_Exercise directions:_
Below are some records. Quote exactly the lines from the one that contains "Put a point on the orange tile" through the last, both included, and leave out the pictures.

(Lines of data)
■ ■ ■ ■ ■
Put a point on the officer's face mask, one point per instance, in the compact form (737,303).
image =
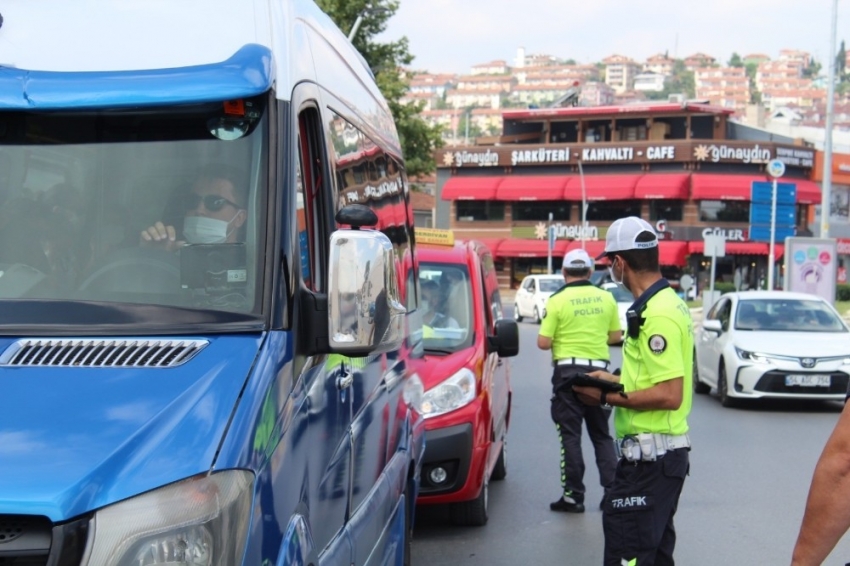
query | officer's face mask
(205,230)
(611,271)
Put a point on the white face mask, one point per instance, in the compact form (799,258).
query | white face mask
(205,230)
(611,273)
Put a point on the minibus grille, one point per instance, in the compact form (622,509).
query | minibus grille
(29,540)
(75,352)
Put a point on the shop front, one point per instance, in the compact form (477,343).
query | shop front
(688,183)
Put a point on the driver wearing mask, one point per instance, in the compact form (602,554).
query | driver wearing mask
(214,214)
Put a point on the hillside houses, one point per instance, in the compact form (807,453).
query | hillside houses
(540,80)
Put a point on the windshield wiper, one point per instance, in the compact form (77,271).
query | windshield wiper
(439,351)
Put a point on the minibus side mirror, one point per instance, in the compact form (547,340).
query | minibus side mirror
(505,341)
(365,312)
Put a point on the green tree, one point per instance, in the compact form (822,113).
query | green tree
(418,138)
(751,70)
(812,70)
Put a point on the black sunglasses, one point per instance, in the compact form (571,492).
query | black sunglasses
(213,203)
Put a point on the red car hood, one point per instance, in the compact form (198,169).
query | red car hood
(436,368)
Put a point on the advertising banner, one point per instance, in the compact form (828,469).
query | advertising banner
(811,266)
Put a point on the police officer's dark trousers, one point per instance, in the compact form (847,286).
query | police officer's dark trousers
(637,516)
(569,413)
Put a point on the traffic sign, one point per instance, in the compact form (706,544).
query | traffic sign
(785,214)
(762,191)
(775,168)
(762,233)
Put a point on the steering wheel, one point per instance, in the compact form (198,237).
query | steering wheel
(136,270)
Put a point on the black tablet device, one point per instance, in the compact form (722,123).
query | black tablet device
(584,380)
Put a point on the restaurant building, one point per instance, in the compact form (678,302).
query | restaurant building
(685,168)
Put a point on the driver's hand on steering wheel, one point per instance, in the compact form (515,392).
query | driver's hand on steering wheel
(162,236)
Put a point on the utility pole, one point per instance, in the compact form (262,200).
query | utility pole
(826,191)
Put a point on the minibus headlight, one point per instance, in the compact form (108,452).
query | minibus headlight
(202,521)
(455,392)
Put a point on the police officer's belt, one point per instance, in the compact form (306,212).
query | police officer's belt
(582,362)
(648,446)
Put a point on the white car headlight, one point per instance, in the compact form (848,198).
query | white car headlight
(453,393)
(752,356)
(202,521)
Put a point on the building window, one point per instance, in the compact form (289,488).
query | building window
(472,210)
(539,210)
(724,211)
(666,210)
(612,209)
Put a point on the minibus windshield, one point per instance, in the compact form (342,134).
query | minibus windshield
(134,209)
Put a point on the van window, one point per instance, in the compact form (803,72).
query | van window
(446,306)
(367,175)
(89,193)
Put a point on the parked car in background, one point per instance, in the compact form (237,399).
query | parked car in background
(758,344)
(624,300)
(467,399)
(532,295)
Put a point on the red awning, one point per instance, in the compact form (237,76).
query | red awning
(734,248)
(532,187)
(470,188)
(672,252)
(722,187)
(663,186)
(592,247)
(602,187)
(530,248)
(808,192)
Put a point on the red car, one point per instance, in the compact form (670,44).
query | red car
(467,398)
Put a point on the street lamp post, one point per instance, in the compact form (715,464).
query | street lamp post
(826,192)
(583,229)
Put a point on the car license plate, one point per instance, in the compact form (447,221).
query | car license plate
(807,380)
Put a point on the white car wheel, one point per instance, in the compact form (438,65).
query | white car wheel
(723,387)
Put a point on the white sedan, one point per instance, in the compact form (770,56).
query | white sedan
(759,344)
(532,295)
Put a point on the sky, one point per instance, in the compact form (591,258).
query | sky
(453,35)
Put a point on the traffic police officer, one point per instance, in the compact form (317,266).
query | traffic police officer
(650,416)
(579,323)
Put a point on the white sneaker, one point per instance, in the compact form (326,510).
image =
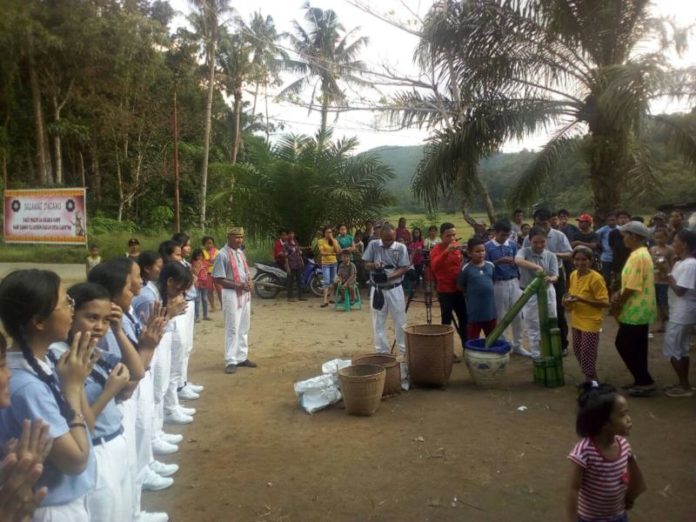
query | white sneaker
(171,438)
(153,482)
(186,411)
(187,394)
(162,469)
(146,516)
(521,351)
(176,417)
(162,447)
(195,387)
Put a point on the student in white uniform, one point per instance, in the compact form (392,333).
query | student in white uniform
(185,325)
(175,413)
(110,499)
(36,312)
(135,344)
(22,463)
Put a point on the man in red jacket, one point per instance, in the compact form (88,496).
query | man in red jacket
(446,261)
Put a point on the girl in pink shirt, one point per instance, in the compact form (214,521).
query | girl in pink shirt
(605,480)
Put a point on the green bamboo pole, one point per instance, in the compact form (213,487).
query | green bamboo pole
(532,289)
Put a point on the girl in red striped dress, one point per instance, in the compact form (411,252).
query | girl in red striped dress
(605,479)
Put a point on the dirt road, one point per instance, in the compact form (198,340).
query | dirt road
(460,454)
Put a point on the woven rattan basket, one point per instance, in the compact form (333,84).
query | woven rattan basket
(362,386)
(429,348)
(392,381)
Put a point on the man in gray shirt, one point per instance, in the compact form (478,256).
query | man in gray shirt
(387,262)
(231,271)
(557,243)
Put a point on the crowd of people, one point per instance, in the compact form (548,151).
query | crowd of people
(100,369)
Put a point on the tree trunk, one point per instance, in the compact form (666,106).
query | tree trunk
(57,149)
(237,124)
(43,160)
(119,180)
(96,175)
(177,211)
(81,168)
(208,122)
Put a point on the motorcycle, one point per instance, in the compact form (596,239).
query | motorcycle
(270,280)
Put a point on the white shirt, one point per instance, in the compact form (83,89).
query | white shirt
(682,310)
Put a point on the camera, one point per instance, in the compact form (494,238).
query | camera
(379,276)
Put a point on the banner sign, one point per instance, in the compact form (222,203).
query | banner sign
(56,216)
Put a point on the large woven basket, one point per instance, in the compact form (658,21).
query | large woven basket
(362,386)
(429,348)
(392,381)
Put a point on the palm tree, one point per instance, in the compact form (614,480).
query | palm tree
(234,57)
(304,183)
(267,58)
(207,21)
(327,56)
(572,68)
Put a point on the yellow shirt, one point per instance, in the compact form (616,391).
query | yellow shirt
(328,252)
(583,316)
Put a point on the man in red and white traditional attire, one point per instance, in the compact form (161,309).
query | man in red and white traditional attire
(231,271)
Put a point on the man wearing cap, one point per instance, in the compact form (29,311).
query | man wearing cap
(231,272)
(387,262)
(635,307)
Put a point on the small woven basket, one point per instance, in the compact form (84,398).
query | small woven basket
(392,381)
(362,386)
(429,348)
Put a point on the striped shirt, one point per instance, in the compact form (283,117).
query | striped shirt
(602,494)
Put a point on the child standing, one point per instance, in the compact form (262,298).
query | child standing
(347,274)
(606,479)
(662,255)
(199,269)
(93,259)
(531,260)
(476,282)
(587,296)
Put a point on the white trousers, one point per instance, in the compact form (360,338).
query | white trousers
(161,368)
(75,511)
(531,319)
(237,322)
(188,343)
(506,294)
(129,410)
(394,305)
(111,500)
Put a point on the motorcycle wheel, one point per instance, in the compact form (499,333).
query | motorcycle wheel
(264,290)
(316,285)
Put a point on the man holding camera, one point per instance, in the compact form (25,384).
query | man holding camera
(446,260)
(387,261)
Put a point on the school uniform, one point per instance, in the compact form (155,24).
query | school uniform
(32,399)
(549,263)
(506,285)
(236,303)
(110,500)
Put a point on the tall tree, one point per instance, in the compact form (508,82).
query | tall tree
(327,56)
(576,68)
(207,22)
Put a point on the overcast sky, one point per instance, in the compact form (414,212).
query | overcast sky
(392,46)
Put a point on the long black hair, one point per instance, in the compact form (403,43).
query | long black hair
(595,405)
(112,275)
(181,275)
(146,260)
(26,295)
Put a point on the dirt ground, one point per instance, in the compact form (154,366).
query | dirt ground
(463,453)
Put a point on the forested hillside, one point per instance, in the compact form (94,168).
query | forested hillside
(674,181)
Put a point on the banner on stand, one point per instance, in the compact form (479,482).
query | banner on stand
(55,216)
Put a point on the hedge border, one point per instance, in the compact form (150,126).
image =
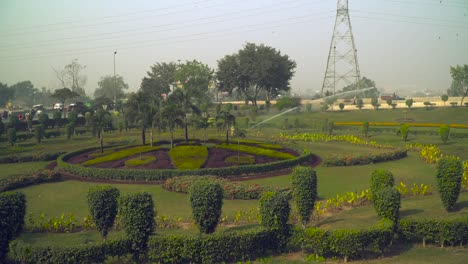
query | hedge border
(163,174)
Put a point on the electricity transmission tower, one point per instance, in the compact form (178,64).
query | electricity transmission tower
(342,66)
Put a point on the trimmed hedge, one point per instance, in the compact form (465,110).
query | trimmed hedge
(232,190)
(439,232)
(362,159)
(188,157)
(16,182)
(342,243)
(215,248)
(27,158)
(95,253)
(163,174)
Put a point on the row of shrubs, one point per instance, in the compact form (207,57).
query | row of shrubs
(41,156)
(159,175)
(15,182)
(232,190)
(362,159)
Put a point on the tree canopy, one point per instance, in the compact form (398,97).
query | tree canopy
(255,69)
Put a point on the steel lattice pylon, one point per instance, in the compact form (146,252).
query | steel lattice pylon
(342,66)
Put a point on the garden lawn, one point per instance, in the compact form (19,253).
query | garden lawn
(67,197)
(339,180)
(14,169)
(427,207)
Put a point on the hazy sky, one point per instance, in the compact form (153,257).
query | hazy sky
(404,45)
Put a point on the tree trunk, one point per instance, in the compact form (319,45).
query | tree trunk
(101,141)
(227,135)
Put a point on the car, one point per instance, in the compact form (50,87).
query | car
(58,106)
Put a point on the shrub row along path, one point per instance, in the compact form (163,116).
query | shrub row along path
(313,162)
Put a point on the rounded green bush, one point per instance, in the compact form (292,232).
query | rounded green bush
(206,199)
(449,175)
(387,202)
(304,183)
(103,207)
(380,179)
(140,161)
(274,210)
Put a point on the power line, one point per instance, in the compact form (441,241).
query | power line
(160,27)
(195,36)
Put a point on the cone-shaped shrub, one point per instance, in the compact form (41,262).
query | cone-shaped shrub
(137,211)
(449,175)
(380,179)
(103,207)
(387,203)
(206,199)
(304,183)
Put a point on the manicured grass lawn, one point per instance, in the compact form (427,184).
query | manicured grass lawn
(13,169)
(70,197)
(339,180)
(428,207)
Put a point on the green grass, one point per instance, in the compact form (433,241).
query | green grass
(427,207)
(257,151)
(339,180)
(119,155)
(14,169)
(188,157)
(140,161)
(53,199)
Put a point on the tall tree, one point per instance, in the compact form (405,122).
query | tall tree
(194,78)
(71,76)
(6,94)
(25,91)
(460,74)
(64,94)
(112,88)
(254,69)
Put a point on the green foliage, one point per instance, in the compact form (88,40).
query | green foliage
(137,211)
(379,180)
(232,190)
(69,131)
(240,160)
(188,157)
(163,174)
(139,161)
(257,151)
(39,133)
(206,199)
(409,102)
(449,175)
(365,128)
(12,138)
(12,211)
(274,210)
(103,207)
(227,247)
(89,253)
(304,184)
(120,155)
(387,202)
(404,131)
(444,133)
(359,103)
(440,232)
(362,159)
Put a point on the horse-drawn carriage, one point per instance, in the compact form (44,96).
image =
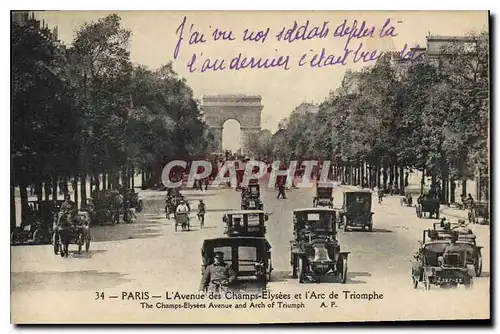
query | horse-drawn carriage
(249,257)
(106,207)
(249,223)
(465,237)
(432,265)
(250,197)
(479,210)
(315,251)
(356,210)
(323,196)
(427,204)
(70,231)
(39,225)
(406,200)
(182,219)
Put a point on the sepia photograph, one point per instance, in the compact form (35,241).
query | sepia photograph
(249,167)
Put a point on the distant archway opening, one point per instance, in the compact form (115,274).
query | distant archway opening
(231,136)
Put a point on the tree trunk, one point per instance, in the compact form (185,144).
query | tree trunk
(39,191)
(143,178)
(384,176)
(55,180)
(83,190)
(46,190)
(422,181)
(105,181)
(452,190)
(65,186)
(132,180)
(74,184)
(402,180)
(12,208)
(378,172)
(24,203)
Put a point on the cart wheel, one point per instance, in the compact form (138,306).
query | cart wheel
(427,282)
(55,244)
(294,265)
(38,236)
(300,269)
(414,279)
(470,283)
(343,270)
(269,271)
(479,265)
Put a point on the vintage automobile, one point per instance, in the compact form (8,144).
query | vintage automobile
(132,199)
(314,251)
(250,258)
(479,210)
(106,207)
(465,236)
(182,219)
(426,204)
(66,233)
(248,223)
(250,197)
(453,269)
(38,227)
(323,195)
(406,200)
(356,210)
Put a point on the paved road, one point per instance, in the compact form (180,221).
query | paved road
(150,256)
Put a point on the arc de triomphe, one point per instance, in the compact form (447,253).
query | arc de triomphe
(246,109)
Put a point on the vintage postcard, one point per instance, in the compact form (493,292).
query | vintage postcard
(249,167)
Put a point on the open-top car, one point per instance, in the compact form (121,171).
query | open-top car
(315,251)
(38,227)
(427,204)
(249,258)
(433,265)
(106,207)
(248,223)
(464,236)
(356,210)
(250,197)
(323,196)
(479,210)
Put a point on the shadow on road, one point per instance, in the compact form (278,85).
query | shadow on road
(86,255)
(69,280)
(485,274)
(375,230)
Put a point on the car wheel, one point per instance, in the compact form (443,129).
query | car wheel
(300,270)
(479,265)
(427,282)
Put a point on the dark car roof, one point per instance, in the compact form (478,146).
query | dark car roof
(360,191)
(248,212)
(234,241)
(314,210)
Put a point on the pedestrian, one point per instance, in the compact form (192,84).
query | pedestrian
(281,191)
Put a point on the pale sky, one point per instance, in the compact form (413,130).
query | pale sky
(154,38)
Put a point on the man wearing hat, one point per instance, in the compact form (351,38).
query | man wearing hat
(462,228)
(218,271)
(451,248)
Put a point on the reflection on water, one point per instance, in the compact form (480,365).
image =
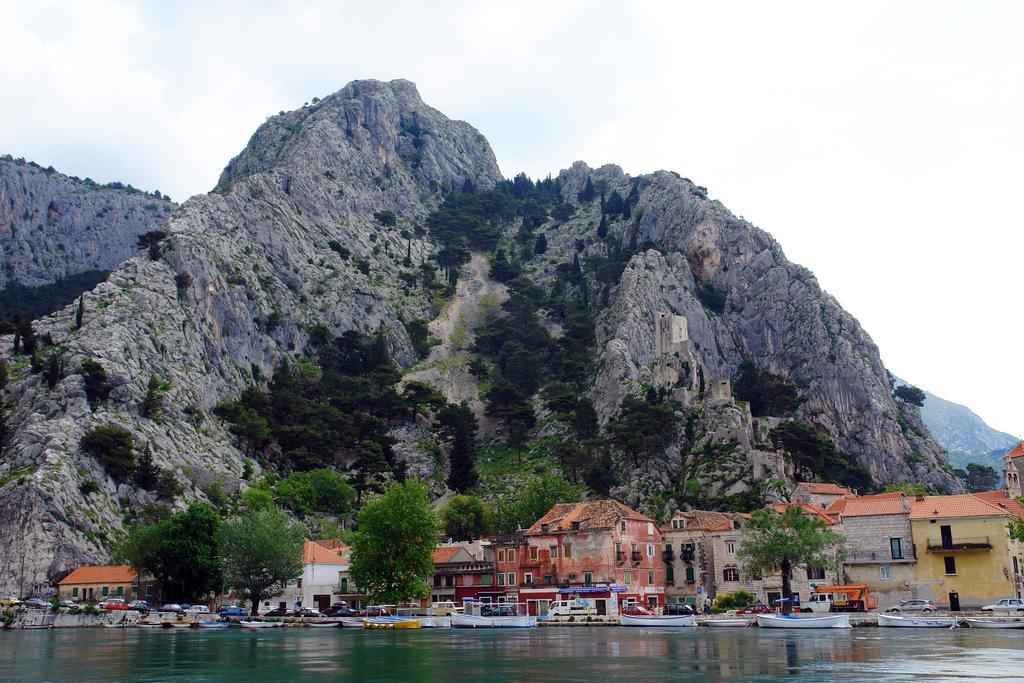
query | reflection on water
(589,654)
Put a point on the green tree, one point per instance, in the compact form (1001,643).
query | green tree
(262,552)
(114,447)
(180,552)
(392,549)
(910,395)
(773,542)
(466,517)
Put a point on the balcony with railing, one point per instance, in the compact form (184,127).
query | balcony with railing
(958,545)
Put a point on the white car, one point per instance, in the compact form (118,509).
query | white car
(1005,605)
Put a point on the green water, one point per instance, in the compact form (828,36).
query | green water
(593,654)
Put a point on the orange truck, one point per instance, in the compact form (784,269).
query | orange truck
(851,598)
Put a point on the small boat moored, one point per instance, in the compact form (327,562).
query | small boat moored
(993,623)
(896,622)
(840,621)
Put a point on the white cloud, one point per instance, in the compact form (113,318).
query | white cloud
(880,142)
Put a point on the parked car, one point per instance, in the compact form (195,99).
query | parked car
(912,606)
(1005,605)
(172,607)
(232,610)
(756,608)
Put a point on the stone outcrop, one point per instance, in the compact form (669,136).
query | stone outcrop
(52,225)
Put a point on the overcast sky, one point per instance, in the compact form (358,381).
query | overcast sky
(882,143)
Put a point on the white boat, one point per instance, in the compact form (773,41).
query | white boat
(482,615)
(728,623)
(993,623)
(896,622)
(841,621)
(259,625)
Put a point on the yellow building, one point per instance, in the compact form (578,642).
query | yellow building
(965,556)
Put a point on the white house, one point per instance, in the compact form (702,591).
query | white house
(321,585)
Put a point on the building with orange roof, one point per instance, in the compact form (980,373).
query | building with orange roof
(97,583)
(324,582)
(965,555)
(600,551)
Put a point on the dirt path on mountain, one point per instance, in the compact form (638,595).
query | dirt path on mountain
(446,368)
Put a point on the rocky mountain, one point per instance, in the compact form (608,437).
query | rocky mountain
(964,434)
(320,226)
(52,225)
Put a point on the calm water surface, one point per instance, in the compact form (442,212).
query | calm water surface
(593,654)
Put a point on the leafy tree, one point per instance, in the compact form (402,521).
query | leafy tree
(392,549)
(466,517)
(180,552)
(540,495)
(457,425)
(114,447)
(262,552)
(773,542)
(97,388)
(978,477)
(642,429)
(910,395)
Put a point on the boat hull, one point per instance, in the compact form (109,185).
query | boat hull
(474,622)
(658,621)
(992,624)
(893,622)
(779,622)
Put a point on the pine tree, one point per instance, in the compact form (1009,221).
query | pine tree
(80,312)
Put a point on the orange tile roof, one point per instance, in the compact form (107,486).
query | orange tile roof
(824,488)
(870,506)
(999,498)
(594,514)
(313,553)
(964,505)
(99,574)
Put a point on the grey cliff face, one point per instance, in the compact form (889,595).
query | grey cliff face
(289,241)
(52,226)
(246,272)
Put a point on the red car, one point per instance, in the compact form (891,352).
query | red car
(756,608)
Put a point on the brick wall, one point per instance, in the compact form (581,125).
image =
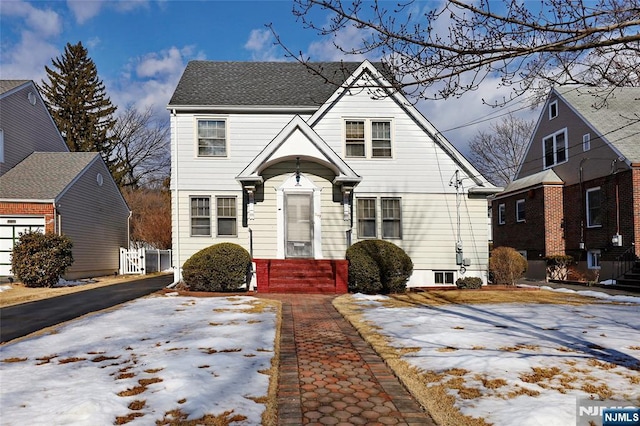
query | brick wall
(31,209)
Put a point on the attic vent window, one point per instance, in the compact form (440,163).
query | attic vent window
(32,98)
(553,110)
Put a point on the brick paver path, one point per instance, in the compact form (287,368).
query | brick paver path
(330,376)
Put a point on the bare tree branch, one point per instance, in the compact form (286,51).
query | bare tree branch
(441,50)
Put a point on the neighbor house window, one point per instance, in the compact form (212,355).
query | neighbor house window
(501,211)
(555,148)
(212,138)
(553,110)
(355,139)
(593,259)
(391,218)
(520,211)
(227,217)
(586,142)
(443,277)
(200,217)
(381,139)
(594,207)
(368,138)
(366,217)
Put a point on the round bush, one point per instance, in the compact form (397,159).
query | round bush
(378,266)
(472,283)
(39,260)
(507,265)
(221,267)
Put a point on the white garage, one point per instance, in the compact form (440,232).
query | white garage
(10,230)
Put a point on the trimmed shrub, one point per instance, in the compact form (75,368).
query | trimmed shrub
(39,260)
(558,266)
(221,267)
(472,283)
(378,266)
(507,265)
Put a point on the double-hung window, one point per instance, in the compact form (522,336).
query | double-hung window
(212,138)
(355,139)
(368,138)
(226,216)
(200,217)
(555,148)
(594,207)
(501,214)
(366,217)
(391,218)
(381,139)
(520,216)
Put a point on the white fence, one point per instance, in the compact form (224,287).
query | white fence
(144,261)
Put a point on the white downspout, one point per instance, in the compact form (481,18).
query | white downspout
(177,275)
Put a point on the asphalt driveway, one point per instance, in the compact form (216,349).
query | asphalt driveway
(20,320)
■ ■ ■ ■ ■
_Response:_
Put a point on the orange tile roof, one point per instance, in the compact form (107,486).
query | orange tile roof
(824,488)
(870,506)
(999,498)
(594,514)
(313,553)
(964,505)
(99,574)
Put a point on the grey cliff face, one point per instance, in the compact form (889,595).
query | grey cliff face
(289,241)
(52,226)
(246,272)
Put a point on the red car, one point per instance, in the compact form (891,352).
query | red car
(756,608)
Put a point on the brick wall, one point per instance, in the compact form (581,125).
image =
query | brick wall
(31,209)
Put a point on the attic vent window, one point per instance, in the compact form (440,163).
query | attic vent window
(32,98)
(553,110)
Put a point on the brick paver path, one point per instance, in the compact form (287,368).
query | brick paver path
(330,376)
Put a point on the bare tree branch, one point per instance, in the compact form (286,51).
query | bare tree branch
(441,50)
Put a point on the neighbor house window, one point per instance, in the compact form (212,355).
query | neighbor house window
(501,211)
(555,148)
(212,138)
(553,110)
(355,139)
(593,259)
(391,218)
(520,211)
(227,217)
(586,142)
(443,277)
(200,217)
(381,139)
(594,207)
(368,138)
(366,217)
Put a point on the round bush, one point per instance, in the compact form (397,159).
query | round bush
(378,266)
(472,283)
(39,260)
(507,265)
(221,267)
Put a point on the white garage, one point per instance, in the compact form (440,232).
query | white garage
(10,230)
Put a point on the trimmed shrub, one point per instance, in the compact form (75,368).
query | trimmed shrub
(39,260)
(558,266)
(221,267)
(472,283)
(378,266)
(507,265)
Put a point on the double-hung window, one point per instance, in the compact form (522,336).
query | double-hung window
(212,138)
(355,139)
(368,138)
(226,216)
(200,217)
(555,148)
(594,207)
(501,214)
(366,217)
(391,218)
(381,139)
(520,216)
Put a point on the white fence, one point per instance, in the compact form (224,287).
query | white fence
(144,261)
Put a point on the white downspout, one point per instance, in the compact form (481,18).
query | white downspout
(177,275)
Put a point on the asphalt driveway, one point per instance, in the compact form (216,349).
query | asphalt driveway
(20,320)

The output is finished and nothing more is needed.